++++ Record list

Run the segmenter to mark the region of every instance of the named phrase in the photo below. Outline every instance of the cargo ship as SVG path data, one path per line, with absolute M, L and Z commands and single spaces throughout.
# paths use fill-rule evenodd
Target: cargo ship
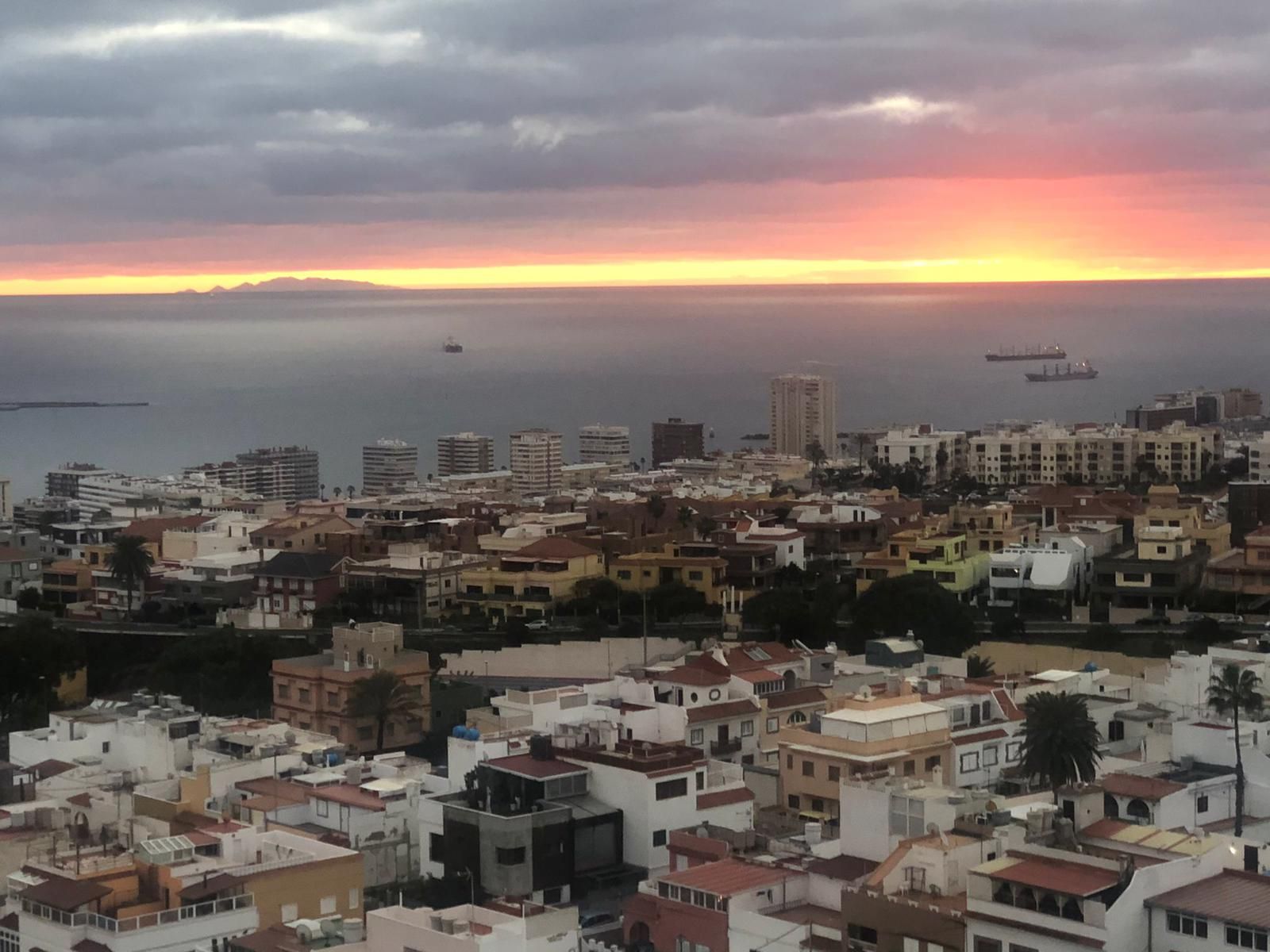
M 1067 352 L 1058 344 L 1041 344 L 1039 347 L 1025 347 L 1022 350 L 1011 348 L 998 348 L 983 355 L 984 360 L 1063 360 Z
M 1066 380 L 1093 380 L 1099 376 L 1088 360 L 1081 360 L 1076 364 L 1067 364 L 1066 371 L 1060 371 L 1058 364 L 1054 364 L 1054 372 L 1049 372 L 1049 367 L 1041 367 L 1040 373 L 1025 373 L 1029 383 L 1058 383 Z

++++++++

Exercise details:
Reproduce the material above line for line, without any changes, and leave the picture out.

Worked answer:
Run the segmenter to mark the region of every instance of the named phrase in the photo below. Outline every instance of the cargo ship as SVG path data, one path per line, with absolute M, L and Z commands and single spaces throughout.
# paths use fill-rule evenodd
Target: cargo ship
M 1067 352 L 1058 344 L 1041 344 L 1039 347 L 1025 347 L 1022 350 L 1011 348 L 998 348 L 983 355 L 984 360 L 1063 360 Z
M 1066 380 L 1093 380 L 1099 376 L 1088 360 L 1081 360 L 1076 364 L 1067 364 L 1066 371 L 1060 371 L 1058 364 L 1054 364 L 1054 372 L 1049 372 L 1049 367 L 1041 367 L 1040 373 L 1025 373 L 1029 383 L 1058 383 Z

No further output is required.